◆ GIVEN REQUEST
Find the line containing "pick out the wing". Return it and every line after it, unchanged, up to and including the last line.

Named object pointing entries
* * * * * * * * *

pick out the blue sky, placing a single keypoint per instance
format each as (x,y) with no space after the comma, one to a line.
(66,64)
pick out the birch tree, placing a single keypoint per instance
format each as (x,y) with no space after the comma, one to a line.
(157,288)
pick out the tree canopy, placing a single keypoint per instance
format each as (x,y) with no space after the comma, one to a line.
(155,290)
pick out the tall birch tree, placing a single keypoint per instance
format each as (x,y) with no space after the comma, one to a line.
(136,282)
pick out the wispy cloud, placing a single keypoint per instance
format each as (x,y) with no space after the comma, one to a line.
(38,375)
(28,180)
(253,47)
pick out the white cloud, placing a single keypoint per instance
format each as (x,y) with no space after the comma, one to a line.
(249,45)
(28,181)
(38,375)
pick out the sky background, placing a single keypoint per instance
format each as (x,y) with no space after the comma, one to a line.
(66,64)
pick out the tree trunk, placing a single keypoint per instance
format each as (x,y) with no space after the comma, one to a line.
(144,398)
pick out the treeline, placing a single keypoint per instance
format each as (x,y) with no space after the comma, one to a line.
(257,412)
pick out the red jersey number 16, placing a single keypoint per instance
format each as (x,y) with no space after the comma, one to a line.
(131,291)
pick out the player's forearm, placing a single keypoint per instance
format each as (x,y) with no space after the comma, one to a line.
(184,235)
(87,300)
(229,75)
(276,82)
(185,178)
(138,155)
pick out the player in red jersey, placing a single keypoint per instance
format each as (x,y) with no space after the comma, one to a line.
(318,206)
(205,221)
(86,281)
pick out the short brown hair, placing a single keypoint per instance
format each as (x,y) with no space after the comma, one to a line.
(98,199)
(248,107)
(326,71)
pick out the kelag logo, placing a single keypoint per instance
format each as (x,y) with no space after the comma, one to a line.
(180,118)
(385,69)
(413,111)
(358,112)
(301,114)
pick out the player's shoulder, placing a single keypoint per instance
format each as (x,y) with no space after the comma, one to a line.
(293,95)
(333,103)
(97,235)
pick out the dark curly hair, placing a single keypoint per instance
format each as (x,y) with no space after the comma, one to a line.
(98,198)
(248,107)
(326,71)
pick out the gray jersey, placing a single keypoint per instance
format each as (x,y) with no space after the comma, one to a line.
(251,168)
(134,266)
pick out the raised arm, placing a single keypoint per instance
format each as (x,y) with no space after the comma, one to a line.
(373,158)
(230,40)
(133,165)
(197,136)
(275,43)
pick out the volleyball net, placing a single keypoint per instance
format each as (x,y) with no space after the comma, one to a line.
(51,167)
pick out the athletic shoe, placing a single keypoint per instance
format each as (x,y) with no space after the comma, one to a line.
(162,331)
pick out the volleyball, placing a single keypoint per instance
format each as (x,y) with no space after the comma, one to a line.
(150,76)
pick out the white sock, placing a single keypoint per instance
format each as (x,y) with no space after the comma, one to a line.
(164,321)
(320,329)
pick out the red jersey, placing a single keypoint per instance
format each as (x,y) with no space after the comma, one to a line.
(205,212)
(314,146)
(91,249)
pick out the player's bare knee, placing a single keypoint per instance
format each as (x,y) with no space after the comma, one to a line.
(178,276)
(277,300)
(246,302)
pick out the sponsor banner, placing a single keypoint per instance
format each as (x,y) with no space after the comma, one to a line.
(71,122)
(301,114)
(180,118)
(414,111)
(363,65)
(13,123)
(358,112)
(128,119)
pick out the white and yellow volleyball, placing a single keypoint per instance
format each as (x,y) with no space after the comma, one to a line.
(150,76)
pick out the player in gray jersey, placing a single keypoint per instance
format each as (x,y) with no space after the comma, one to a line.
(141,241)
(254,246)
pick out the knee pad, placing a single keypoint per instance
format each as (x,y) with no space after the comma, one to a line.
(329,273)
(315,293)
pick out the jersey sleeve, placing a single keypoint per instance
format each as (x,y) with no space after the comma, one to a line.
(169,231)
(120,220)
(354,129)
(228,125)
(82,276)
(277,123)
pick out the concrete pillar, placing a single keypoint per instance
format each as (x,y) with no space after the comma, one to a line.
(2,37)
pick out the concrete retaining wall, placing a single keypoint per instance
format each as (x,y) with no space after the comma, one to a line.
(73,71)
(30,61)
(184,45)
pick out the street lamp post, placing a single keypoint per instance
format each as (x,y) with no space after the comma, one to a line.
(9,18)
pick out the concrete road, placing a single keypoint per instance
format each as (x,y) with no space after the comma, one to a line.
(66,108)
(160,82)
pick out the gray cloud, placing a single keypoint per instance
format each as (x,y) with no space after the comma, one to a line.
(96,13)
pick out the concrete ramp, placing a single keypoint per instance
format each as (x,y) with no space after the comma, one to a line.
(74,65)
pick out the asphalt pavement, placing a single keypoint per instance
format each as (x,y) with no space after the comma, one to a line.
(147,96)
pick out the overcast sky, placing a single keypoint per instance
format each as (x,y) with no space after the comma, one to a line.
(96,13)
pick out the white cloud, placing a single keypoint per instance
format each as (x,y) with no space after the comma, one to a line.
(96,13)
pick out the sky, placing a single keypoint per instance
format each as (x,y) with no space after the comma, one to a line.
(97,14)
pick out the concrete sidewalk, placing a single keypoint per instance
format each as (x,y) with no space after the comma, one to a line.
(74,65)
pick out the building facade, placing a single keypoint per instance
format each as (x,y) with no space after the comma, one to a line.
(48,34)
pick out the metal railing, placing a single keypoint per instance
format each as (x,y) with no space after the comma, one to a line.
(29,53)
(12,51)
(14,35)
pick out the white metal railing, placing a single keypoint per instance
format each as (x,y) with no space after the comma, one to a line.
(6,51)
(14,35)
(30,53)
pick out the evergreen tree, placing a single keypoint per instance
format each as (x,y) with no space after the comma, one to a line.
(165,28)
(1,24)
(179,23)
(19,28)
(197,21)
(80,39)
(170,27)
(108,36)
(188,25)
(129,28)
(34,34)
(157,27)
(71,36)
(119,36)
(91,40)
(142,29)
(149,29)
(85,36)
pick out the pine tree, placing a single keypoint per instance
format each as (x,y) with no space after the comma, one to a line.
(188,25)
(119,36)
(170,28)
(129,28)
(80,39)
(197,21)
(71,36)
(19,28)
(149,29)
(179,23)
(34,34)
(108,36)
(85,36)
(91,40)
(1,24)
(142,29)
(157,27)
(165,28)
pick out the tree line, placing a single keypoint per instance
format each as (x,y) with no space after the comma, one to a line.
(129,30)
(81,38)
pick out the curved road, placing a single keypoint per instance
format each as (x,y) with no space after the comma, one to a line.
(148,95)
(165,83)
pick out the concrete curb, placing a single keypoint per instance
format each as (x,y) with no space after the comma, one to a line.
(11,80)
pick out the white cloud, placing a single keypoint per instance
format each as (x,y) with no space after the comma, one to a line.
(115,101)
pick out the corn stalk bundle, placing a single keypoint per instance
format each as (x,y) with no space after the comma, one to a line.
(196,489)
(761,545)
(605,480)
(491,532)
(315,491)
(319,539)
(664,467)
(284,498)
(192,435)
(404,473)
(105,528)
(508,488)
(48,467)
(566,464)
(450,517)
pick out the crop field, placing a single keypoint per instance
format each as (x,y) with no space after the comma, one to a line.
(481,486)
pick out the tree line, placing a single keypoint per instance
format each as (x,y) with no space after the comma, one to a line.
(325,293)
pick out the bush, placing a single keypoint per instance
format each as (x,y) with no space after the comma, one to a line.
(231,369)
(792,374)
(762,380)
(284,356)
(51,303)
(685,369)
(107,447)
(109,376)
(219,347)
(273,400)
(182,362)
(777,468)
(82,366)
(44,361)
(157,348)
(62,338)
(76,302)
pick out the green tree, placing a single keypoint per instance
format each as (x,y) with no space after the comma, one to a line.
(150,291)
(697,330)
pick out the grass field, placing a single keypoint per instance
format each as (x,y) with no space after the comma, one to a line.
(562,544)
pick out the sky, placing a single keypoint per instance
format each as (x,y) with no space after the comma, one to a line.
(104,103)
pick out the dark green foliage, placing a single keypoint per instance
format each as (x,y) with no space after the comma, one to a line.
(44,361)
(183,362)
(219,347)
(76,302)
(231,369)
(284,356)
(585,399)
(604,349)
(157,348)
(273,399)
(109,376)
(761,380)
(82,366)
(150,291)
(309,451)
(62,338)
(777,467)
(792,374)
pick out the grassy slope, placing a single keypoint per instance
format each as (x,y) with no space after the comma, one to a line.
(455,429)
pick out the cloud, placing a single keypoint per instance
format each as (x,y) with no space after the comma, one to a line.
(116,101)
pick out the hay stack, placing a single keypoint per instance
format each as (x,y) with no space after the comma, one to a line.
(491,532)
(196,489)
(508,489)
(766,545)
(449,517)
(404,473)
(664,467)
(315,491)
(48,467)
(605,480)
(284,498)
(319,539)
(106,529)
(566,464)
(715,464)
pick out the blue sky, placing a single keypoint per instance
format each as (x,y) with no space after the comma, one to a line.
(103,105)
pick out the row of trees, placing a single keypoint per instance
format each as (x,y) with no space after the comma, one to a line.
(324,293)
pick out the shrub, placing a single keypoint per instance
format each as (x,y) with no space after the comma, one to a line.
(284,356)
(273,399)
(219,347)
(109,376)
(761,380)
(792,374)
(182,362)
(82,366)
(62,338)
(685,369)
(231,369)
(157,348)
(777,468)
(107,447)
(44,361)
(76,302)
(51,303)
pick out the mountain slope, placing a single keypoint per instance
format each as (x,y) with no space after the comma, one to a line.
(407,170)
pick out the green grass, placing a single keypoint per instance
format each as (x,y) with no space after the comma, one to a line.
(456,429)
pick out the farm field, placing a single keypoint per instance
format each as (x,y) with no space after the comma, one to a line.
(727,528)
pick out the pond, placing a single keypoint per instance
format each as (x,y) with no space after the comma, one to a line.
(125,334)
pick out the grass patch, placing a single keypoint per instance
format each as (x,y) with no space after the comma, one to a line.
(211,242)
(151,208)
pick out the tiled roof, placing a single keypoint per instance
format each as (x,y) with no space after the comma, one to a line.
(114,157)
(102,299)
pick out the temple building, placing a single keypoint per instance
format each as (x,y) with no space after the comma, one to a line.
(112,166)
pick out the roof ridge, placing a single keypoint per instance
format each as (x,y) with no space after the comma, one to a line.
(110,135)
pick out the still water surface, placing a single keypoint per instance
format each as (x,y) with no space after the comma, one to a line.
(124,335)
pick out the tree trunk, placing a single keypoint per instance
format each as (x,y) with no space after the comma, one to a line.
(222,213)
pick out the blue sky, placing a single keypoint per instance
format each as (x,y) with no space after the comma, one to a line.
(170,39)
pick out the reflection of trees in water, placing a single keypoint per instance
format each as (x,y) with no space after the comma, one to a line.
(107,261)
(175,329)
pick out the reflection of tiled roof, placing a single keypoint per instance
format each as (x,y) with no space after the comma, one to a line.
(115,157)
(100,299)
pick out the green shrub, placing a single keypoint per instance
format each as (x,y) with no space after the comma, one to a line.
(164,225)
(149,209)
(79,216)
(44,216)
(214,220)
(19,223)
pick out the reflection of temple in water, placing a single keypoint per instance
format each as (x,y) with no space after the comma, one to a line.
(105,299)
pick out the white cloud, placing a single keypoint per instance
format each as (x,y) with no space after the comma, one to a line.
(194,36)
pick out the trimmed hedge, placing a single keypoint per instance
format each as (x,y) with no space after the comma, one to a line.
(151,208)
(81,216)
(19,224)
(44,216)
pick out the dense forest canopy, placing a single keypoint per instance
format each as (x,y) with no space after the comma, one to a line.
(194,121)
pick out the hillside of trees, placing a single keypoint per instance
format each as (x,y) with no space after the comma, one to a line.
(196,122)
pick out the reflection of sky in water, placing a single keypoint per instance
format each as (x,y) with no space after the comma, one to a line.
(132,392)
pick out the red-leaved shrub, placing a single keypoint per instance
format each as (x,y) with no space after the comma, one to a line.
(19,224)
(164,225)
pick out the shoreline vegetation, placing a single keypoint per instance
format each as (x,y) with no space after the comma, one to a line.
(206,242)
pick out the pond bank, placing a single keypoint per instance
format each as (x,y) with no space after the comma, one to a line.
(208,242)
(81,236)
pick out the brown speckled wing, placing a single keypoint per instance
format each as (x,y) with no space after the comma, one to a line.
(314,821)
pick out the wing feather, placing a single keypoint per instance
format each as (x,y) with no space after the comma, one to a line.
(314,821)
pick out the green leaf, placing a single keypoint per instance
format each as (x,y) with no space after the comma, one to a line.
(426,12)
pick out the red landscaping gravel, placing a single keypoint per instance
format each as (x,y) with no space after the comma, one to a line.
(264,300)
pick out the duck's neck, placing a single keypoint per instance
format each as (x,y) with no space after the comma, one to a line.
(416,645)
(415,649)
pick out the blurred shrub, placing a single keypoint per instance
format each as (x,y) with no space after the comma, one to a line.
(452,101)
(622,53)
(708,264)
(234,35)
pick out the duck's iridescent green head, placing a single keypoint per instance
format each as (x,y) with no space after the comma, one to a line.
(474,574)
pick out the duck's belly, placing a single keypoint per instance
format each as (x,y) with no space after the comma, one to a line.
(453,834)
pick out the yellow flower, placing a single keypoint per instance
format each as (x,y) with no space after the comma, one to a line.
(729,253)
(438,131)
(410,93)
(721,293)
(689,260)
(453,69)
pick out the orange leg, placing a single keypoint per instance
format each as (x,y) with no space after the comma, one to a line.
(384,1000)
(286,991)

* * * * * * * * *

◆ SOLUTION TO THIS PROBLEM
pick out the wing feather, placing a single keypoint per instance
format each as (x,y) with no space after the comma, one to a line.
(314,821)
pick out the green leaf, placing a single keypoint per instance
format each as (x,y) with no space after the comma, one to a line.
(426,12)
pick out the red landscaping gravel, placing a single keypoint per instance
format each as (x,y) with no space after the comma, one to a line.
(264,300)
pick out the duck's neck, placing a single keypoint per instance
format each as (x,y) with no space after the comma, one to a line.
(416,645)
(415,649)
pick out the blurred shrub, placing a single keypoint per instance
format each as (x,y) with no space after the comma, one to a line.
(452,101)
(622,53)
(708,264)
(234,35)
pick out the duck's iridescent green head, placing a single keypoint per instance
format each as (x,y) with no space after the comma, one to a line.
(474,574)
pick out the duck's belly, placing a single keypoint per instance
format each as (x,y) with no space after the comma, one to a line.
(453,834)
pick out the yellow flower, placing a single keypoint per instance
format each as (x,y) with no space after the comma, one to a line.
(729,253)
(438,131)
(410,93)
(721,293)
(689,260)
(453,69)
pick out the orange leg, placing a single keypoint per instance
format each as (x,y) with no space after the comma, one to a line.
(384,1000)
(286,991)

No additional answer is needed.